_Task directions_:
Return the passage of the review of The Way Home from "The Way Home is a tale" up to and including "and worth retaining.", copied word for word.

_Excerpted passage_:
*****

The Way Home is another stellar effort from George Pelecanos, one of the greatest working writers in America today.
Though Pelecanos works under the aegis of crime writer his novels have become vastly more encompassing than that, so acute at displaying American Dreams, lost & found, and so spot on in the rare and exact eye he puts on the working class and under class of the Washington DC area that it becomes increasingly apparent that his work is serious and lasting literature, and that he is as valuable to his time, and as discerning in his judgments as Mailer, Baldwin or Raymond Chandler were in theirs.
The Way Home is a tale of fathers and sons, of Thomas and Chris Flynn. Chris, is a teen screw-up and pot head with a violent streak, who finally goes too far and ends up in juvenile detention for a serious crime. Thomas, his father, is a good man, albeit a man who is sometimes incapable of making the necessary gesture that will calm his addled son and bring him back into the firm and loving embrace of his family. In juvenile hall Chris meets kids, mostly urban blacks, who are tougher than him, who come from backgrounds of such unrelenting hopelessness, devoid of firm guidance, that his own suburban upbringing is brought into stark relief as a thing both fragile and worth retaining.

*****

_Data for review_:

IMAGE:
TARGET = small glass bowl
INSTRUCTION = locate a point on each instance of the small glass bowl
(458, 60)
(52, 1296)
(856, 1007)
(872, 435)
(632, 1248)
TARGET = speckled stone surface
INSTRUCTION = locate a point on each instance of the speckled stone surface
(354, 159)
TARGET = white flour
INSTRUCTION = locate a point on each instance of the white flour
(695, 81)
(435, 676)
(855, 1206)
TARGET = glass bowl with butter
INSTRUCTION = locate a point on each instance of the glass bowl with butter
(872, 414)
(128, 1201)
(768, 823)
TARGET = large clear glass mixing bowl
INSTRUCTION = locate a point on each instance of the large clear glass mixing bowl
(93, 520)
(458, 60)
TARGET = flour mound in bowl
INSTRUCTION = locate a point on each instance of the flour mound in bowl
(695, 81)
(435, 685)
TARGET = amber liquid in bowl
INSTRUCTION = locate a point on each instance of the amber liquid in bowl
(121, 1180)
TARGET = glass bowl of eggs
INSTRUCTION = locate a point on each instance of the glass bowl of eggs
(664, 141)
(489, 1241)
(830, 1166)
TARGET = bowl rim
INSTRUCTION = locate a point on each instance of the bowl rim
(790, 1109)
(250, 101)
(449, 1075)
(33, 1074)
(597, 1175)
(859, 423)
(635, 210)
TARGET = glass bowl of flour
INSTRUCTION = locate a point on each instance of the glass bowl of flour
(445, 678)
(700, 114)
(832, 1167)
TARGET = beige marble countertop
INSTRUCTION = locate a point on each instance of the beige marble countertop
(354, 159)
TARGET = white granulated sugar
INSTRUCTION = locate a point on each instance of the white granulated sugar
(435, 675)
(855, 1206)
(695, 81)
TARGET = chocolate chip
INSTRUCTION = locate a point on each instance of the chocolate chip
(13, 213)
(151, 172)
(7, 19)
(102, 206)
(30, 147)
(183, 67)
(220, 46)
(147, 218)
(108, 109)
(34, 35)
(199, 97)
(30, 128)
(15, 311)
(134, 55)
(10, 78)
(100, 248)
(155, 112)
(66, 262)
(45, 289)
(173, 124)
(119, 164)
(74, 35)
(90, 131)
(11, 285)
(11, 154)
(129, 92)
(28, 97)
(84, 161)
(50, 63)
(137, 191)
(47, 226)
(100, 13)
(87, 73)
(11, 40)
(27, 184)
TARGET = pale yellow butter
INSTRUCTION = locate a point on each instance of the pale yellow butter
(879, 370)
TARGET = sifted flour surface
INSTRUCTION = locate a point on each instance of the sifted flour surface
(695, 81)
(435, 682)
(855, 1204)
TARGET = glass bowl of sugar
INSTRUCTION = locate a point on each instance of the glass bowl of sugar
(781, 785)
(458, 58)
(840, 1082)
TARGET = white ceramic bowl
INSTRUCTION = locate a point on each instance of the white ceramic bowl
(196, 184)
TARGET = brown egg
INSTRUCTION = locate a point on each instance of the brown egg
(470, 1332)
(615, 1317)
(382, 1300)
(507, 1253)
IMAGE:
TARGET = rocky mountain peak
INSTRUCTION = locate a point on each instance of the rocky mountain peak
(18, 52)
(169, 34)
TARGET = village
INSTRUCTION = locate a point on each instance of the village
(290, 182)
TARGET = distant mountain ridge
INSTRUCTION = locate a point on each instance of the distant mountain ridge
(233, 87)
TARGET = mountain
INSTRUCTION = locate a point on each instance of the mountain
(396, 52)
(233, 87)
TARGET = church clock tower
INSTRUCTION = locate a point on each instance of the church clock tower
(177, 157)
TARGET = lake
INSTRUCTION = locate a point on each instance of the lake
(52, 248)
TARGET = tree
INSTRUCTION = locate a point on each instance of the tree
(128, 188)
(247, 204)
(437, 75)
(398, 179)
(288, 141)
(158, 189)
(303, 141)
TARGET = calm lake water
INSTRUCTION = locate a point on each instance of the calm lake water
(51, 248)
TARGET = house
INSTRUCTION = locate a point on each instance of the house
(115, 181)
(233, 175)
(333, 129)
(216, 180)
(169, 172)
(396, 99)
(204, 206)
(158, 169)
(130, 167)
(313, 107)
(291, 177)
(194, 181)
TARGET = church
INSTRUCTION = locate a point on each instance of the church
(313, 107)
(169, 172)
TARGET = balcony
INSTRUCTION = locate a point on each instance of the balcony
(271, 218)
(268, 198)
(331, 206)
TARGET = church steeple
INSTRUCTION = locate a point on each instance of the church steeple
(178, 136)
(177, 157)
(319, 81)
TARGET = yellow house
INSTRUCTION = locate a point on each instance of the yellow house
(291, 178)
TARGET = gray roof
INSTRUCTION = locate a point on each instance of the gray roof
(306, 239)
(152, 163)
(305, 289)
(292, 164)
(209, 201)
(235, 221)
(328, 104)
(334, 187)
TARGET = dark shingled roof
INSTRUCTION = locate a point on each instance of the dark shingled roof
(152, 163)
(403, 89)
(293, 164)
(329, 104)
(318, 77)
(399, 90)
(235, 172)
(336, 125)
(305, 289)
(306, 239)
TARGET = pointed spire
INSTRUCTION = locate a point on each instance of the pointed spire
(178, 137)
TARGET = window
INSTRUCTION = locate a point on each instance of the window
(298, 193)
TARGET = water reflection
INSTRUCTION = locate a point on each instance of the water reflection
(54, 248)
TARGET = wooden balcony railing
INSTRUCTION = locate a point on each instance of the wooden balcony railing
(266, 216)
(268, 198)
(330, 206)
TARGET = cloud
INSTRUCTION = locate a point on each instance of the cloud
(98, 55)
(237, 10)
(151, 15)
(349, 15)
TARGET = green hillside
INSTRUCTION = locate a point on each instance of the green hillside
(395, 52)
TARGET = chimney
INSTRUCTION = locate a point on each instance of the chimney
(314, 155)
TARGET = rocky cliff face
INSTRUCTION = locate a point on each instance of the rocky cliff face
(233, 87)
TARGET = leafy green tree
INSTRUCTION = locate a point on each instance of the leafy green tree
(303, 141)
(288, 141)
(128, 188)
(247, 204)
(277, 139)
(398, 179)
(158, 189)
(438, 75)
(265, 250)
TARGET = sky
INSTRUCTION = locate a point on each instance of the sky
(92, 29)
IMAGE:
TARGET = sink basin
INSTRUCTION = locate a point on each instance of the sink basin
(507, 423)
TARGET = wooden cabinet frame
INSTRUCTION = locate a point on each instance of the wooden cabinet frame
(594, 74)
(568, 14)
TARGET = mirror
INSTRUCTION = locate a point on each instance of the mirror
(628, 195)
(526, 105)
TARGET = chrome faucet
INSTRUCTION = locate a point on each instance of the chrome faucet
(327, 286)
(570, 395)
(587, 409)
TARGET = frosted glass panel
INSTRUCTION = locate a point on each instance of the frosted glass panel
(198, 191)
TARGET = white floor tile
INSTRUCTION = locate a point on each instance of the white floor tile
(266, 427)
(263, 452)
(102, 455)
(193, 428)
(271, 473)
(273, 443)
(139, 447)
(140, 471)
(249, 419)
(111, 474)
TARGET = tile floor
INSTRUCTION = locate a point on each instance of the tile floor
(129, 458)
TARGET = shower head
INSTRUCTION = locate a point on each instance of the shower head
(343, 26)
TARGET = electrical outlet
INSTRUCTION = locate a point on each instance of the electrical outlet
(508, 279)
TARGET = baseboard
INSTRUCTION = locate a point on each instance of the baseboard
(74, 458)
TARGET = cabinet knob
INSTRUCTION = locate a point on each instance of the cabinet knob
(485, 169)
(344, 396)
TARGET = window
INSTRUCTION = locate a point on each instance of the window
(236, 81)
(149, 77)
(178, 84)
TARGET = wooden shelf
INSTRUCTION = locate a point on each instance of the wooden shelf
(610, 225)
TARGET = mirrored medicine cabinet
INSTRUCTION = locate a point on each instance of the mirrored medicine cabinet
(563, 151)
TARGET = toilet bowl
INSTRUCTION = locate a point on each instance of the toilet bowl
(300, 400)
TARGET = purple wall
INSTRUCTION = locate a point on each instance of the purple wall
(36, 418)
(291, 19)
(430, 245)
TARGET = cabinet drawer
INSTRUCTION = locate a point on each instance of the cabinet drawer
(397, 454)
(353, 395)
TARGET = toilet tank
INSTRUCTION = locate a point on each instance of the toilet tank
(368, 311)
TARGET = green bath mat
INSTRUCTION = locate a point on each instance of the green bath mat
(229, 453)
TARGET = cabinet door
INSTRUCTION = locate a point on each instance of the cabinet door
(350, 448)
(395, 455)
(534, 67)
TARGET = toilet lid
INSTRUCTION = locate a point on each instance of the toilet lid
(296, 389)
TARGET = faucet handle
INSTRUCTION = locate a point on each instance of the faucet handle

*****

_Written response_:
The Way Home is a tale of fathers and sons, of Thomas and Chris Flynn. Chris, is a teen screw-up and pot head with a violent streak, who finally goes too far and ends up in juvenile detention for a serious crime. Thomas, his father, is a good man, albeit a man who is sometimes incapable of making the necessary gesture that will calm his addled son and bring him back into the firm and loving embrace of his family. In juvenile hall Chris meets kids, mostly urban blacks, who are tougher than him, who come from backgrounds of such unrelenting hopelessness, devoid of firm guidance, that his own suburban upbringing is brought into stark relief as a thing both fragile and worth retaining.